### YOUR TASK
Lay out the lines of the listing below, from the line containing "Expected content: logo" to the line containing "197 276 213 293", as a Markdown table with the columns Number and Text. Omit blank lines and include nothing outside that range.

### DATA PROVIDED
** Begin **

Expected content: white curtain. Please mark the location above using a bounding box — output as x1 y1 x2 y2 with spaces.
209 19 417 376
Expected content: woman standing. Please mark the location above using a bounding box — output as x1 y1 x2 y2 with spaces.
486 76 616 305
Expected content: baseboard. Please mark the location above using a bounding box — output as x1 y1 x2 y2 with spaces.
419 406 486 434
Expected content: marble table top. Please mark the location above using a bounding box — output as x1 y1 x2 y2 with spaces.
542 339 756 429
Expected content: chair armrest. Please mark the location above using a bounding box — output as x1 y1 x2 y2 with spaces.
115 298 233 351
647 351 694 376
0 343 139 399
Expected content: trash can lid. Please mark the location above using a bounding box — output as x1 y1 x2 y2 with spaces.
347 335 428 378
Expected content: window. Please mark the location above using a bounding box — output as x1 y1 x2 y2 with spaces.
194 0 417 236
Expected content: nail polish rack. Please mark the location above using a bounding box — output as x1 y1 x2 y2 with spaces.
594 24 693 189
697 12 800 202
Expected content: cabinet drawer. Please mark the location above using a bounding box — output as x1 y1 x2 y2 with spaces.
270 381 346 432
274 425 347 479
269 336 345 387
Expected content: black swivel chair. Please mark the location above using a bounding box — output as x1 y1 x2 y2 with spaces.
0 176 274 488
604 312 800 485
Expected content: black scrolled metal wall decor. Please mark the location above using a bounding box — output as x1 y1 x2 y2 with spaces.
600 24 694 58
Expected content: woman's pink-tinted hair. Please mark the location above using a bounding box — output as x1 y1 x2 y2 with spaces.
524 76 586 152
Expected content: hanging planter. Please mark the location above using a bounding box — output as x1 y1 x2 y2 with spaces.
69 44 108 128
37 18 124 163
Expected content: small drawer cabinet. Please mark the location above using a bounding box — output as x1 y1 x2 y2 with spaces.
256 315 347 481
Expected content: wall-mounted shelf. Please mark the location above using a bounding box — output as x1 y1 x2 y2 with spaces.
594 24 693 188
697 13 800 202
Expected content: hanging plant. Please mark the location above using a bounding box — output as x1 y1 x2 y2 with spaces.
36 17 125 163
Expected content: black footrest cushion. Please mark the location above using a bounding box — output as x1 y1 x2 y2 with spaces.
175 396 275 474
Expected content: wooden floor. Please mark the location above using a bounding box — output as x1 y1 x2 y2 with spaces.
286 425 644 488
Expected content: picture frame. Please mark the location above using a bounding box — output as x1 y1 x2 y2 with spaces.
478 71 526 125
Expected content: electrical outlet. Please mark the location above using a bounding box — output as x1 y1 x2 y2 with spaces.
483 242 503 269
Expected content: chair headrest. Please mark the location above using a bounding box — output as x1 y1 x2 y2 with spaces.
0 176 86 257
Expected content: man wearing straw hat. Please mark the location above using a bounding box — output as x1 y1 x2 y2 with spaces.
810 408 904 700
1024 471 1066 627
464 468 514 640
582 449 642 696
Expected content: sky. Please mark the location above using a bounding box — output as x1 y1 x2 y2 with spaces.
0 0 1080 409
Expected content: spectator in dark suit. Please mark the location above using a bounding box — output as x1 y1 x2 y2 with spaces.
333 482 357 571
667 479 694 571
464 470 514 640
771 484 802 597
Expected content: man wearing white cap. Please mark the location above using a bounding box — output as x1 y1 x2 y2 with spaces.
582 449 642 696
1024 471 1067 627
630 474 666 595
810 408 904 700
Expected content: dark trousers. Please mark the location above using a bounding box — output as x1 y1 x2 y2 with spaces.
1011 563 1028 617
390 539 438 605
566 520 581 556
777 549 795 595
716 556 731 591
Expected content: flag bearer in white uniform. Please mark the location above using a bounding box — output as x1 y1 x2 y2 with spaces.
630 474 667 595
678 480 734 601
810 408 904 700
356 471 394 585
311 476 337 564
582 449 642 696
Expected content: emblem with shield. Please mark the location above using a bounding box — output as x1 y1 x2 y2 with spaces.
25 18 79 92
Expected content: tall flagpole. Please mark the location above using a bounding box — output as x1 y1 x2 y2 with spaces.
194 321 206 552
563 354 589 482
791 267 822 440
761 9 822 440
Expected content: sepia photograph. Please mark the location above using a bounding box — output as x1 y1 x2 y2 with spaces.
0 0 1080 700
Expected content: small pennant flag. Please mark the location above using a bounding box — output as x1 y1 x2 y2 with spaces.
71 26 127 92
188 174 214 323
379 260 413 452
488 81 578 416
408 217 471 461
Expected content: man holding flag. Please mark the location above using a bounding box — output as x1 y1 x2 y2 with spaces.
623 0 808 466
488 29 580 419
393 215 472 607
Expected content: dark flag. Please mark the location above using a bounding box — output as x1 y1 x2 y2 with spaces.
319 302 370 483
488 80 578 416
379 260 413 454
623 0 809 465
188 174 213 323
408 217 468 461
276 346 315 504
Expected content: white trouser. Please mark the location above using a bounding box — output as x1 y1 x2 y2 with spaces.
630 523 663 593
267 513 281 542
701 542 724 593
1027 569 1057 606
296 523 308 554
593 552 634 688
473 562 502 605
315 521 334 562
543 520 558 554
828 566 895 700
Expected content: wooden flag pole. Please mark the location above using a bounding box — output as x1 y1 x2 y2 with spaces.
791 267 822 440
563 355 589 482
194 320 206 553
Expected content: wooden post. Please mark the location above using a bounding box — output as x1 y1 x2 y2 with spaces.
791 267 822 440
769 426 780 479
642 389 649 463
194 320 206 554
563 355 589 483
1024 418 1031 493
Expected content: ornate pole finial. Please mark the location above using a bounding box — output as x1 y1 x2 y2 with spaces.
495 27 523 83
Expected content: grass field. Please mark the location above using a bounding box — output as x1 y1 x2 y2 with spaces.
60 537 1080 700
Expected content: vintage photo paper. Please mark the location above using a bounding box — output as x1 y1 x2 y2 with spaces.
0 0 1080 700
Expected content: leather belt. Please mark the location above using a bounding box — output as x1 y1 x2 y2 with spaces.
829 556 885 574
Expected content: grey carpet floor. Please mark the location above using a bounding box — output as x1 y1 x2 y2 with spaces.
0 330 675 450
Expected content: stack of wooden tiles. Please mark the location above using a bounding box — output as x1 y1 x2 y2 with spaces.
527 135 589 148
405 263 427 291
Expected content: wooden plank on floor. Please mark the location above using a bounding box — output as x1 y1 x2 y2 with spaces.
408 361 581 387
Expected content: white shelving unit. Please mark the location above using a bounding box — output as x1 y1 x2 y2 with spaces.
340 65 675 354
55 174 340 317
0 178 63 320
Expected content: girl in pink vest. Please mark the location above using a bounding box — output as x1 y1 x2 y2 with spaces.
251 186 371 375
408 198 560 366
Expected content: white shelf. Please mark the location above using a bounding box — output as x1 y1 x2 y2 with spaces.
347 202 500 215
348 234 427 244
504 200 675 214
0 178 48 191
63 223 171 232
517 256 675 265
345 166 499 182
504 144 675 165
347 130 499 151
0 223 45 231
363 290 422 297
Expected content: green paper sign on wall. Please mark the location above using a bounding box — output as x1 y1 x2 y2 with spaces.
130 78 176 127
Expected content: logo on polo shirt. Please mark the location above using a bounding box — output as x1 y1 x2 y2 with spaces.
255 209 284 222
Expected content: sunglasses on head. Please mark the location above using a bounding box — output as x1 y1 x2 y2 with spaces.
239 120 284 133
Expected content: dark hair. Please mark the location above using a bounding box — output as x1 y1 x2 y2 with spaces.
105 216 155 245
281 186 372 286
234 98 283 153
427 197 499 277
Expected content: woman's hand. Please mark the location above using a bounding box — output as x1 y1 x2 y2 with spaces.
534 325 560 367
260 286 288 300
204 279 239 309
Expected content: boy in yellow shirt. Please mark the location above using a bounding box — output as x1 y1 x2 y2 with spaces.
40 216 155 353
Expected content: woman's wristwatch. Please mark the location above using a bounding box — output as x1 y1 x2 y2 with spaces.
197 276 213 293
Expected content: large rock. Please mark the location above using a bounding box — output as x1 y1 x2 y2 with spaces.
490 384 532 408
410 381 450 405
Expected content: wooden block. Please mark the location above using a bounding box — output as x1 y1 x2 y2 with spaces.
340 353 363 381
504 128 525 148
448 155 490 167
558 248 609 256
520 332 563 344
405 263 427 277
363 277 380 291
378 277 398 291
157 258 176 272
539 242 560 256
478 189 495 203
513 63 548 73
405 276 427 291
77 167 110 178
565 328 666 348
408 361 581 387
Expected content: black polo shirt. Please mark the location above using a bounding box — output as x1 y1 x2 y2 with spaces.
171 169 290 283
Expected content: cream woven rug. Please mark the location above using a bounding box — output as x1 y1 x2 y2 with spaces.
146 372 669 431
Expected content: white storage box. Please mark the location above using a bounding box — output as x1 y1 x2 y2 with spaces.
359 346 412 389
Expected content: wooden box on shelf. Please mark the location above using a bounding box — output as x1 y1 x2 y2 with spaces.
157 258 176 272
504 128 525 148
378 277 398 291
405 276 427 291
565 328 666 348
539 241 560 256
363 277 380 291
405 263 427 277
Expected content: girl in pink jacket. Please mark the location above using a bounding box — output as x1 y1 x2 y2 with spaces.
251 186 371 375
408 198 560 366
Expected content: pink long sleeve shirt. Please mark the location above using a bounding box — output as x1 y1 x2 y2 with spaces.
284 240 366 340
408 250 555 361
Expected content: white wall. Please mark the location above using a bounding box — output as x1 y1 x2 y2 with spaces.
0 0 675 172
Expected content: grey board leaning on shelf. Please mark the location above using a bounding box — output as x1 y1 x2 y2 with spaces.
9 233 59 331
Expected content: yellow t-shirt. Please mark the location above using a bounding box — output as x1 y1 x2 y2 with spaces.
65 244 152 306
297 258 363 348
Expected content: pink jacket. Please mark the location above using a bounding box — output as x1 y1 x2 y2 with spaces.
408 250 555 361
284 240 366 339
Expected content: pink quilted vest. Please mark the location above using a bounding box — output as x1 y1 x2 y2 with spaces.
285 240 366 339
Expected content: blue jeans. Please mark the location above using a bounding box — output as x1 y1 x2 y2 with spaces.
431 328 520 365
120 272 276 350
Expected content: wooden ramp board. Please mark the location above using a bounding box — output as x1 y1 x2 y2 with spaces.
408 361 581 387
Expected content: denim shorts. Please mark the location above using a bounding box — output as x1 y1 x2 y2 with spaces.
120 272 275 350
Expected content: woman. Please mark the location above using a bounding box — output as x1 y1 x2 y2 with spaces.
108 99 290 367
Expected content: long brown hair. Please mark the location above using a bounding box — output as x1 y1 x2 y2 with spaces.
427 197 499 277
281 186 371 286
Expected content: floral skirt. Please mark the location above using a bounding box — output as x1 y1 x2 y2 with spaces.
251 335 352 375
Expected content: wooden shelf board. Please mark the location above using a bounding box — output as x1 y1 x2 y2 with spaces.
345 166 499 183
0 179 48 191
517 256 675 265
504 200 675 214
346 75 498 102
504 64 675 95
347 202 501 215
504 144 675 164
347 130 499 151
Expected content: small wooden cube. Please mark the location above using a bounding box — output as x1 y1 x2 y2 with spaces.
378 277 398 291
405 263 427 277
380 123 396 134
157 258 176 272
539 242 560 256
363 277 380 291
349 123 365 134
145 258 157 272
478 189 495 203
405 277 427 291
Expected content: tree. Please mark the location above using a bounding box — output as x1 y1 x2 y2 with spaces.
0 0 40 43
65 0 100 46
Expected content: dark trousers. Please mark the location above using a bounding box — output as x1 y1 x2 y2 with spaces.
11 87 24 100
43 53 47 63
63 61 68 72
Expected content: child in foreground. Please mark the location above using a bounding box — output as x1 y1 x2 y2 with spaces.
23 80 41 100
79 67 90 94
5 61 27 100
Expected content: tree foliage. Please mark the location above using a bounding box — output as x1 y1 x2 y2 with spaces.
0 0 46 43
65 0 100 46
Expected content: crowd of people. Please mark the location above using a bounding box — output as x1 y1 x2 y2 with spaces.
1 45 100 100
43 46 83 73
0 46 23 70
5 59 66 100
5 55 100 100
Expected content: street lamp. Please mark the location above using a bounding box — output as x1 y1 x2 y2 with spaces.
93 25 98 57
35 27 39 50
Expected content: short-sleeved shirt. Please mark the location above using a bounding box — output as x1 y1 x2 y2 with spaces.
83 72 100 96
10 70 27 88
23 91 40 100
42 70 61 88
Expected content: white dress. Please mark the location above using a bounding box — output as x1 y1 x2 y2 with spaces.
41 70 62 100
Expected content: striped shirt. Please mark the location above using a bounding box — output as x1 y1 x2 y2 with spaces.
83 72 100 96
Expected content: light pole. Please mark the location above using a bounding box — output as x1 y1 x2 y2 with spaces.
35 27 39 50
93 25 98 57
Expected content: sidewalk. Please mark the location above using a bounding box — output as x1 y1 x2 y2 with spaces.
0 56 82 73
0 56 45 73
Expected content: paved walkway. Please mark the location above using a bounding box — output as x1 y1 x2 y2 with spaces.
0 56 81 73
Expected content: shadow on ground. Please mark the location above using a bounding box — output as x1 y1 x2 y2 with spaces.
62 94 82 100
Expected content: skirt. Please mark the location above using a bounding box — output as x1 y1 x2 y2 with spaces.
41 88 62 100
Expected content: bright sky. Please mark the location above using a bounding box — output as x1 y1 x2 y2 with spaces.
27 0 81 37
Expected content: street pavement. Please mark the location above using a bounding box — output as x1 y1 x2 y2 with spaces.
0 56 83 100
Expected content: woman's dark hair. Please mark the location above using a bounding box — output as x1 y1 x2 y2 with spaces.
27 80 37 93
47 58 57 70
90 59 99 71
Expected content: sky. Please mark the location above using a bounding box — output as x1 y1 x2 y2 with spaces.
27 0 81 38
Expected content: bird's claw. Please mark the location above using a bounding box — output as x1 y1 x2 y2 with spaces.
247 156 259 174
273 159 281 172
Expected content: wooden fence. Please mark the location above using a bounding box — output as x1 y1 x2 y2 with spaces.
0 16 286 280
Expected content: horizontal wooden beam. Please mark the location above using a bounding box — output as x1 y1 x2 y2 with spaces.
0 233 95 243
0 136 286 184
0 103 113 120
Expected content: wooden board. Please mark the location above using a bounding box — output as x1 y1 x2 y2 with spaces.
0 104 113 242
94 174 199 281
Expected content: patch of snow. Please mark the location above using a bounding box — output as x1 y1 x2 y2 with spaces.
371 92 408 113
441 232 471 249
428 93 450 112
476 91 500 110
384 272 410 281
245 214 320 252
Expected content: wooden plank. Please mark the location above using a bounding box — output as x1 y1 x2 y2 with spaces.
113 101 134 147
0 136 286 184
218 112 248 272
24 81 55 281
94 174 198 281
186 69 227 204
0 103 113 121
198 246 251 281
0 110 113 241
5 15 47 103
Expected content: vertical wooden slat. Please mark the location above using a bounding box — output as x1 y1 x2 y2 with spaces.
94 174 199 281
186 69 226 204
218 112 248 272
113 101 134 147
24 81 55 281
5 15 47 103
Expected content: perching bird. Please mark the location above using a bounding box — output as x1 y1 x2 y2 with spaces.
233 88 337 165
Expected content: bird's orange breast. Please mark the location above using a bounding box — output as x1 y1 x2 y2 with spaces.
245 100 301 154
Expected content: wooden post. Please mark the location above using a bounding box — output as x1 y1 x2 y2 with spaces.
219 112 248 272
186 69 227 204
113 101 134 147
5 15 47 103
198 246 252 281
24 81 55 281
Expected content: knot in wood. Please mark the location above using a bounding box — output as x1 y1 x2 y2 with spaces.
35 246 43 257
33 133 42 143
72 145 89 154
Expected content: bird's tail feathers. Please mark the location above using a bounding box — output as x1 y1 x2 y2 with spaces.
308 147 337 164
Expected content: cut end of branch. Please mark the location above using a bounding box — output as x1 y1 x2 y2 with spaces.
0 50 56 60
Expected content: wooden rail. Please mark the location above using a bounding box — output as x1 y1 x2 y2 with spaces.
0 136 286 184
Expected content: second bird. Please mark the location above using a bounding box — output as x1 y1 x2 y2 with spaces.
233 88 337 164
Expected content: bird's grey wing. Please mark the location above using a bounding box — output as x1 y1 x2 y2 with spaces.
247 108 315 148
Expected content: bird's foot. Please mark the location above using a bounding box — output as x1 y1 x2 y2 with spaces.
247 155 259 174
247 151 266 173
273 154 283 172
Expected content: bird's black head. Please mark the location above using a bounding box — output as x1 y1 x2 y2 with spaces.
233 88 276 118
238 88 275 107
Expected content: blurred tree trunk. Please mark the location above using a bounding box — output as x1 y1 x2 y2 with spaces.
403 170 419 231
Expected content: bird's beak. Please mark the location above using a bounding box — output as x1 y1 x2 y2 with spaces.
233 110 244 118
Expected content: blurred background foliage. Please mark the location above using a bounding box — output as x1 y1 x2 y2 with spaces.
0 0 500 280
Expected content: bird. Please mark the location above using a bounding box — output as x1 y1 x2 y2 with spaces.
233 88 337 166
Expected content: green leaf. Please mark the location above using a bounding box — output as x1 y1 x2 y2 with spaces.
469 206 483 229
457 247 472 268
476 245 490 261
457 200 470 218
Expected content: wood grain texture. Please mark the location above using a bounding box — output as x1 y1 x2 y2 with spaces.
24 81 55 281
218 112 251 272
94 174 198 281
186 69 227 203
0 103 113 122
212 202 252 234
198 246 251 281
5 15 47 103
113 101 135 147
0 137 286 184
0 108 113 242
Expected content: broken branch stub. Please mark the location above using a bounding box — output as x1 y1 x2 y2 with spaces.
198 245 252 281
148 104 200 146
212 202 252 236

** End **

### WRITTEN REPLY
| Number | Text |
|---|---|
| 1 | Expected content: logo on polo shirt. Please mark the location above using a bounding box — output as x1 y1 x2 y2 with spaces. |
| 2 | 255 209 284 222 |
| 3 | Expected content: sunglasses on head. Please mark the location above using a bounding box — output as x1 y1 x2 y2 with spaces. |
| 4 | 239 120 284 133 |
| 5 | Expected content: dark hair. Please mark the location above using a bounding box — output as x1 y1 x2 y2 with spaces. |
| 6 | 105 216 155 245 |
| 7 | 281 186 372 286 |
| 8 | 234 98 283 153 |
| 9 | 427 197 499 277 |
| 10 | Expected content: woman's hand. Please mark the location above using a bounding box — output as x1 y1 x2 y2 with spaces. |
| 11 | 534 325 560 367 |
| 12 | 260 286 288 300 |
| 13 | 204 279 239 309 |
| 14 | Expected content: boy in yellow shirt. Please mark the location above using a bounding box — output as x1 y1 x2 y2 with spaces. |
| 15 | 40 216 155 353 |
| 16 | Expected content: woman's wristwatch. Please mark the location above using a bounding box — output as x1 y1 x2 y2 with spaces. |
| 17 | 197 276 213 293 |